▸ **Page**:
════════════════════
Eight…Eighties Partner with the Elks Lodge to Present Lucy Nightgowns

Kinston, N.C. (May 7, 2013) – Mother’s Day is just around the corner, and the Eight Eighties of Kinston plan to recognize women in the military, particularly those who have been wounded in service.  This Thursday, 100 Lucy nightgowns – made in America with the same patented cotton construction as the popular C-shirt – will be delivered to Fort Bragg’s Wounded Transition Battalion (WTB).  The Elks Lodge of Kinston and Fayetteville have partnered with the super seniors to deliver the gowns.   The Eight Eighties simply want to say thank you and recognize the service of women soldiers who are currently living in the WTB Complex.

The Lucy is a longer version of the C-shirt, sold as a nightshirt with the same wick-a-way properties that alleviate night sweats for women.  Named after Lucy Marsden at the Kinston Visitors Center, it’s one of the newest garments from the Eight Eighties/Wounded Warrior Team.   From the cotton seed, to the spinner, to the worker at the local cut and sew plant, each garment is 100% made in America using a unique patented construction designed to keep you cool in the summer and warm in the winter.   

The nightgowns will be presented to the women with a special message read by Glenn Autry from the Elks Lodge (#1081) during a Mother’s Day luncheon at the WTB.

The Eight Eighties group, also known as the Wounded Warrior Team, have a mission to create jobs in America and favor wounded warriors with their popular C-Shirts.  The super seniors visited the base this past February and toured the new quarters designed to help soldiers returning from Iraq and Afghanistan.  They also got to meet some of the residents.
════════════════════
▸ **Data listing**:
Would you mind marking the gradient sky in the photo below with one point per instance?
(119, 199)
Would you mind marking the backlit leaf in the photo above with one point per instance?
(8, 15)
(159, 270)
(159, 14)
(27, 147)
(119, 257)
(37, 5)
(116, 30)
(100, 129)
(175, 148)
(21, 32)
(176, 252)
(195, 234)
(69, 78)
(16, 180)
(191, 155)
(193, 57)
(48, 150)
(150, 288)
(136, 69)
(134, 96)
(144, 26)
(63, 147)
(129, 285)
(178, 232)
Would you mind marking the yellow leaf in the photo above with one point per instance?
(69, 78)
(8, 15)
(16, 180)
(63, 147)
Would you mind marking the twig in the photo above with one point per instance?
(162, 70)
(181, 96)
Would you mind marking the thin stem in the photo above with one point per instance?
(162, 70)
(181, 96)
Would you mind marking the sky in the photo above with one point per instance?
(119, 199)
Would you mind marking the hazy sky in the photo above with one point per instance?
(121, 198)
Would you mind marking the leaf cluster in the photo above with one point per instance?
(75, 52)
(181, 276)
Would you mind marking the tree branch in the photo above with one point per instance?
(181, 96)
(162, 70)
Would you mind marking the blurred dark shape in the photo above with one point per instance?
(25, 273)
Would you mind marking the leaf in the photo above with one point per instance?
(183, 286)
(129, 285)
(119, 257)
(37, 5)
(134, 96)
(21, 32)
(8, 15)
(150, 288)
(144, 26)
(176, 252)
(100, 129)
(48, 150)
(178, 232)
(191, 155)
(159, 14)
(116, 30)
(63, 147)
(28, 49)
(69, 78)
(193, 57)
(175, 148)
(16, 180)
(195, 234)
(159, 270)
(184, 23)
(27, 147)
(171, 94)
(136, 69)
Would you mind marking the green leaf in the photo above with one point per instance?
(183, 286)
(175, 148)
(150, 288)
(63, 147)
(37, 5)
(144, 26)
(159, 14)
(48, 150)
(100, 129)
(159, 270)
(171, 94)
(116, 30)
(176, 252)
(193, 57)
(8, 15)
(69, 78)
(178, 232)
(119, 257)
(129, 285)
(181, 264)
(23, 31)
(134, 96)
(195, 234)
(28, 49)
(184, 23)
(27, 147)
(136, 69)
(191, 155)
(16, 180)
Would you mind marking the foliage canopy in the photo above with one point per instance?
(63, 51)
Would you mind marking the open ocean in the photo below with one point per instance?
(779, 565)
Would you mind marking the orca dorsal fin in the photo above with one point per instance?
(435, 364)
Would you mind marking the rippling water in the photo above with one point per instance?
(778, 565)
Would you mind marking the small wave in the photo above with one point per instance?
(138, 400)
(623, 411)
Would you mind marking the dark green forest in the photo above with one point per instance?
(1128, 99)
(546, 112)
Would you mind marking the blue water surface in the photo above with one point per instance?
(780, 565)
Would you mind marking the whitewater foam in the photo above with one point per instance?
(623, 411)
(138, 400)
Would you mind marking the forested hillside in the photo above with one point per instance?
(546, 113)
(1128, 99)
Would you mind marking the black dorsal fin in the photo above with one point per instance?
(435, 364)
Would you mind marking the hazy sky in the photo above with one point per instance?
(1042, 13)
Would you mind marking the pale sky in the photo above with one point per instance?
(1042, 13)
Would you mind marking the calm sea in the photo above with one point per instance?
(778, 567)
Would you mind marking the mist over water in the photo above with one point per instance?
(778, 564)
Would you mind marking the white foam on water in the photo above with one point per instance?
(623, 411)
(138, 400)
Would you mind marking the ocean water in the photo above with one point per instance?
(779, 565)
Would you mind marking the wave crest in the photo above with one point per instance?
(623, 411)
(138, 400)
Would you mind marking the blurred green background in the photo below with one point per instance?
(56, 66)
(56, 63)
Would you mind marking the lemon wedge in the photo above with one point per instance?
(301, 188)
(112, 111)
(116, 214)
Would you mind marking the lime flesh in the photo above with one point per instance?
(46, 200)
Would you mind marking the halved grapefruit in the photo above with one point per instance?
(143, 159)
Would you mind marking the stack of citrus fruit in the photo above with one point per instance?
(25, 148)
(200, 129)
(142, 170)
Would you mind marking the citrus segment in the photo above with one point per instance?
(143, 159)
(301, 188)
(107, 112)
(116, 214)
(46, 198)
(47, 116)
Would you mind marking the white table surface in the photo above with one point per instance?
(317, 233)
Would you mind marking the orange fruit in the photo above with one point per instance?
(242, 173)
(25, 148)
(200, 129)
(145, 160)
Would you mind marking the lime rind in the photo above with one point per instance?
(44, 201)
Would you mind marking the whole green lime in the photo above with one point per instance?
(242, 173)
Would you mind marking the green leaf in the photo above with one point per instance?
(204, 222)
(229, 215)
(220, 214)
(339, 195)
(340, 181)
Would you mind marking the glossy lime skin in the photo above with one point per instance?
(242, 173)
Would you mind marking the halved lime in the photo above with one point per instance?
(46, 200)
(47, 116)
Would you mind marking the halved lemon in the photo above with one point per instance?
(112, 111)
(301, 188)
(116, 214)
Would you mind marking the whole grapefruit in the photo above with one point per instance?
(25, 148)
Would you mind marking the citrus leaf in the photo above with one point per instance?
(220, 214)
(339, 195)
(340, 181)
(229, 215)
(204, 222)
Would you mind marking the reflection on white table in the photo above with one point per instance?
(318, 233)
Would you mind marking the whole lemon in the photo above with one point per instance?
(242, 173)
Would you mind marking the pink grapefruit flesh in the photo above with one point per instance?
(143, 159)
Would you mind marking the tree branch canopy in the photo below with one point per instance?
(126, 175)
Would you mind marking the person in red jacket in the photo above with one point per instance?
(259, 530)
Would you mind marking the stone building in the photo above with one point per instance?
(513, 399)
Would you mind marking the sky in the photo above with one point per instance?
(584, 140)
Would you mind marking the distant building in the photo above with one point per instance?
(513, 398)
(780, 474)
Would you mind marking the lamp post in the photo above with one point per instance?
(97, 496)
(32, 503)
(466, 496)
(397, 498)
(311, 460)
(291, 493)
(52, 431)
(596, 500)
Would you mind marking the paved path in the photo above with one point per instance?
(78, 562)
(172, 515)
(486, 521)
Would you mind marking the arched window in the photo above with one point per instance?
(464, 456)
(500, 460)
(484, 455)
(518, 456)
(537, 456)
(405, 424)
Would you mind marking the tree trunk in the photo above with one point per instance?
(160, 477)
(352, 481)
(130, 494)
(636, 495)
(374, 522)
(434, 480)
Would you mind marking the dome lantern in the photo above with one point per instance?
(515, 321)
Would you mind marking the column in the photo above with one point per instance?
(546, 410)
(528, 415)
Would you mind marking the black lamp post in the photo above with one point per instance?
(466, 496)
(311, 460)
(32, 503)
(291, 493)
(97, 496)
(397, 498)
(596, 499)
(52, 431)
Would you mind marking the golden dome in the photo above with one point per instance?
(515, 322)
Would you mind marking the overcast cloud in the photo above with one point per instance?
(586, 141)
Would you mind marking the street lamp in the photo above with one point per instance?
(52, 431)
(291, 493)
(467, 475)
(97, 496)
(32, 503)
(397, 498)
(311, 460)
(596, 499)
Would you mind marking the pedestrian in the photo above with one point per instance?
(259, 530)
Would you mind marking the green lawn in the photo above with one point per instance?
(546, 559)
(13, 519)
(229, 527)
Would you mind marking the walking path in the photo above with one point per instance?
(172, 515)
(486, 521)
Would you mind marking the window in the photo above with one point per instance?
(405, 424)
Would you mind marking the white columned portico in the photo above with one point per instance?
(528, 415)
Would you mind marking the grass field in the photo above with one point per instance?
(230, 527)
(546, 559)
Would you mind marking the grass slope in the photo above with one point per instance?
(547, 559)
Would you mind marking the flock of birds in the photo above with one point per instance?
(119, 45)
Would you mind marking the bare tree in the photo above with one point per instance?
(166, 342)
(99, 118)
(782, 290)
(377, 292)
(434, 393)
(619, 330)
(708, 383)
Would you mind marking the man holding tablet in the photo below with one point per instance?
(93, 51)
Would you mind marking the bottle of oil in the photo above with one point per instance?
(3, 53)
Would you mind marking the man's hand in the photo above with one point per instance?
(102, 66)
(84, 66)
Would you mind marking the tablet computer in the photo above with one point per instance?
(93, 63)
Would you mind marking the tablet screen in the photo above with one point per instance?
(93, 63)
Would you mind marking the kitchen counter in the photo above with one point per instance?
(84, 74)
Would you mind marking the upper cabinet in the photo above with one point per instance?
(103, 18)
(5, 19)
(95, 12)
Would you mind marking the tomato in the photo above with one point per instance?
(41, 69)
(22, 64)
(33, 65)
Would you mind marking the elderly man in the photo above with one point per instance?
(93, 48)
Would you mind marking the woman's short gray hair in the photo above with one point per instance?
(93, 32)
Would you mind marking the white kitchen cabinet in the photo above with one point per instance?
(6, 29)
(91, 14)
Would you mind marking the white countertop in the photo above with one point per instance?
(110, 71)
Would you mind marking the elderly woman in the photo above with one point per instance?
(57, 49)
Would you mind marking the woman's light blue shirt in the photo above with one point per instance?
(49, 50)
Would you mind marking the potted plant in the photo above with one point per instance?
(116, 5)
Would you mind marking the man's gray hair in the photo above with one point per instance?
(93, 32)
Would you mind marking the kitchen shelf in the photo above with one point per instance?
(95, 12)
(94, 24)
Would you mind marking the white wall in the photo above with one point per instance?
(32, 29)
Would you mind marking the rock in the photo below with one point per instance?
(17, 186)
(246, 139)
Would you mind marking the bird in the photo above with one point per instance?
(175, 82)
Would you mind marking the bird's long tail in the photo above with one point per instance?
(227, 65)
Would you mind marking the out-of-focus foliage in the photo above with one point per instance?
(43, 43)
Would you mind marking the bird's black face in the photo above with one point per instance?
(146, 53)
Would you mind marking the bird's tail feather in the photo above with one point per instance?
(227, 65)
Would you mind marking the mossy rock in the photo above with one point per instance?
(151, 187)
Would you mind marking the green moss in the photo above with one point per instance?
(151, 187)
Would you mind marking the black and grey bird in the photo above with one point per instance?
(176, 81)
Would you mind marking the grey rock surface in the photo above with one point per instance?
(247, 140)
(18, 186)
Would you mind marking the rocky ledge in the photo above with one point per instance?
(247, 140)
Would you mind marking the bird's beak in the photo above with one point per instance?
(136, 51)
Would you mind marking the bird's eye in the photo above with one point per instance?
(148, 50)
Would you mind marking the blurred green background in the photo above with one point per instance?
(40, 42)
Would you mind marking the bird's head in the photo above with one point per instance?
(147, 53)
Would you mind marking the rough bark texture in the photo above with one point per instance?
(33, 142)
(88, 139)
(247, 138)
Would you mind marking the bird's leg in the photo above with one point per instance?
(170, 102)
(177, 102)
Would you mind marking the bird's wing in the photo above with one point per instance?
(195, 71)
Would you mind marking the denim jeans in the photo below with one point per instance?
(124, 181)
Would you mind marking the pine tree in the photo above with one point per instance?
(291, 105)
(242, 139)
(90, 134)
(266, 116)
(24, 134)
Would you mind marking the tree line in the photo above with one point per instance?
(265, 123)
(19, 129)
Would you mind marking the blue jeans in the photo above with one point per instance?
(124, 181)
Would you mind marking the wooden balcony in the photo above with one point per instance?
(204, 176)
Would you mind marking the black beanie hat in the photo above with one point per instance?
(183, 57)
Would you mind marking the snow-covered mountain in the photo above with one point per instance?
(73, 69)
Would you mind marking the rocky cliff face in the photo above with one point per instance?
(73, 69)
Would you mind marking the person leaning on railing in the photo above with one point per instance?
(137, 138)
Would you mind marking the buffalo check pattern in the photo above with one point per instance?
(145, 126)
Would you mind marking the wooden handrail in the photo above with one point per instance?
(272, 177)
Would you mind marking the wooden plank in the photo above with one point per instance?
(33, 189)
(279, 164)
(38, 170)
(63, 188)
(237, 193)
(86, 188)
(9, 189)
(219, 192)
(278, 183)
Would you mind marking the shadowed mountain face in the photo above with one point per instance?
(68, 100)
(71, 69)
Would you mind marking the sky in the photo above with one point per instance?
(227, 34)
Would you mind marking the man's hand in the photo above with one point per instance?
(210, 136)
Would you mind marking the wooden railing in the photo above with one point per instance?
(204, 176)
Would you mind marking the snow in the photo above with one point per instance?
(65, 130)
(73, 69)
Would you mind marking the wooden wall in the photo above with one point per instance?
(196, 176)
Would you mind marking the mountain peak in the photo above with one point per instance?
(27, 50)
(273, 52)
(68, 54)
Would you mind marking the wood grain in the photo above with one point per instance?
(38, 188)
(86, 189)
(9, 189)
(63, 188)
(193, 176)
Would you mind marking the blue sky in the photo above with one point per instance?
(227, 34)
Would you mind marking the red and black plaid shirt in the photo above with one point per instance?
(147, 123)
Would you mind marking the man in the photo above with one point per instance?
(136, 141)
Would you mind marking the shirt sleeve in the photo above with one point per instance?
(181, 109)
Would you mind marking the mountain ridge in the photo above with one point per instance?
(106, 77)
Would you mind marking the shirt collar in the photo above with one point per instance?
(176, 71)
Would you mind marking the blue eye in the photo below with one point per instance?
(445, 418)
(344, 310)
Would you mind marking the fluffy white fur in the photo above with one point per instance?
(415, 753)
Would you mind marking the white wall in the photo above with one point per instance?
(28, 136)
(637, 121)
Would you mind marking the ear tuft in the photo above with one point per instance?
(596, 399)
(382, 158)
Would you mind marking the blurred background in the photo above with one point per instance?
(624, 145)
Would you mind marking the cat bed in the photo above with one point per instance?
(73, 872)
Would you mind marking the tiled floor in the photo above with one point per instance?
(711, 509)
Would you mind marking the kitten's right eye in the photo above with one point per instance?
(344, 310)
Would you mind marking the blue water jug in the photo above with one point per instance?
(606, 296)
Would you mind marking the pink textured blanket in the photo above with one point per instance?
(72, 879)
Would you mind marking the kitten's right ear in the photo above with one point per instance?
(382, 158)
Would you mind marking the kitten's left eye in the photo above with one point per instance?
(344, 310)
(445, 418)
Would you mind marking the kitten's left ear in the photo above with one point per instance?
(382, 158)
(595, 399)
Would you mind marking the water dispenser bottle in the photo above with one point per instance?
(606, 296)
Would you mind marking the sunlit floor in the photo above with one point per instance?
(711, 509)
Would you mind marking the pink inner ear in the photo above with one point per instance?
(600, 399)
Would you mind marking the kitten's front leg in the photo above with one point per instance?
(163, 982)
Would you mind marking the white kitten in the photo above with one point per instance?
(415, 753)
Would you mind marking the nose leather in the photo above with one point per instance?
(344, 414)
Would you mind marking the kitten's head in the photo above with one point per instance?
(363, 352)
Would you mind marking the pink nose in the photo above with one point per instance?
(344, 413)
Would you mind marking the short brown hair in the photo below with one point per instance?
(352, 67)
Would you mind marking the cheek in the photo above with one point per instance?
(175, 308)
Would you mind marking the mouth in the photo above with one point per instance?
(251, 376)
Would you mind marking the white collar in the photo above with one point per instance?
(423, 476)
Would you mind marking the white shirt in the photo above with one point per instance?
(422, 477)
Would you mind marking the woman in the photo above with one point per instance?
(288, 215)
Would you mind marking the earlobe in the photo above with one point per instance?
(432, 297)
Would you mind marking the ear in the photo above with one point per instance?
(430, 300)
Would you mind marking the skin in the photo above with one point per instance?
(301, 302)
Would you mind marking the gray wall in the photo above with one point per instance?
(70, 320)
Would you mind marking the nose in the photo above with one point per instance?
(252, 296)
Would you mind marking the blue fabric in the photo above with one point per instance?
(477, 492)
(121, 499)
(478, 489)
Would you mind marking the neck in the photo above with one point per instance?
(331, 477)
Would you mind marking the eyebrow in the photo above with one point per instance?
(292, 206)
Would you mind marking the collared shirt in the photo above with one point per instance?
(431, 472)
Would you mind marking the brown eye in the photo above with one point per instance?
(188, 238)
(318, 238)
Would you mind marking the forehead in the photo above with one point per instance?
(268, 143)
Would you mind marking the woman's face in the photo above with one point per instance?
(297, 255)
════════════════════
▸ **Exercise set**:
A - Answer these questions from the press release about the Lucy nightgowns:
(i) How many Lucy nightgowns will be delivered to Fort Bragg's Wounded Transition Battalion?
(ii) Who is the Lucy named after?
(iii) Who will read the special message when the nightgowns are presented?
B - Return the part of the press release about the Lucy nightgowns that opens with the words containing "The Eight Eighties group, also" and closes with "of the residents.".
The entries have no role in any of these tasks.

▸ **Exercise responses**:
A -
(i) 100
(ii) Lucy Marsden at the Kinston Visitors Center
(iii) Glenn Autry from the Elks Lodge (#1081)

B -
The Eight Eighties group, also known as the Wounded Warrior Team, have a mission to create jobs in America and favor wounded warriors with their popular C-Shirts.  The super seniors visited the base this past February and toured the new quarters designed to help soldiers returning from Iraq and Afghanistan.  They also got to meet some of the residents.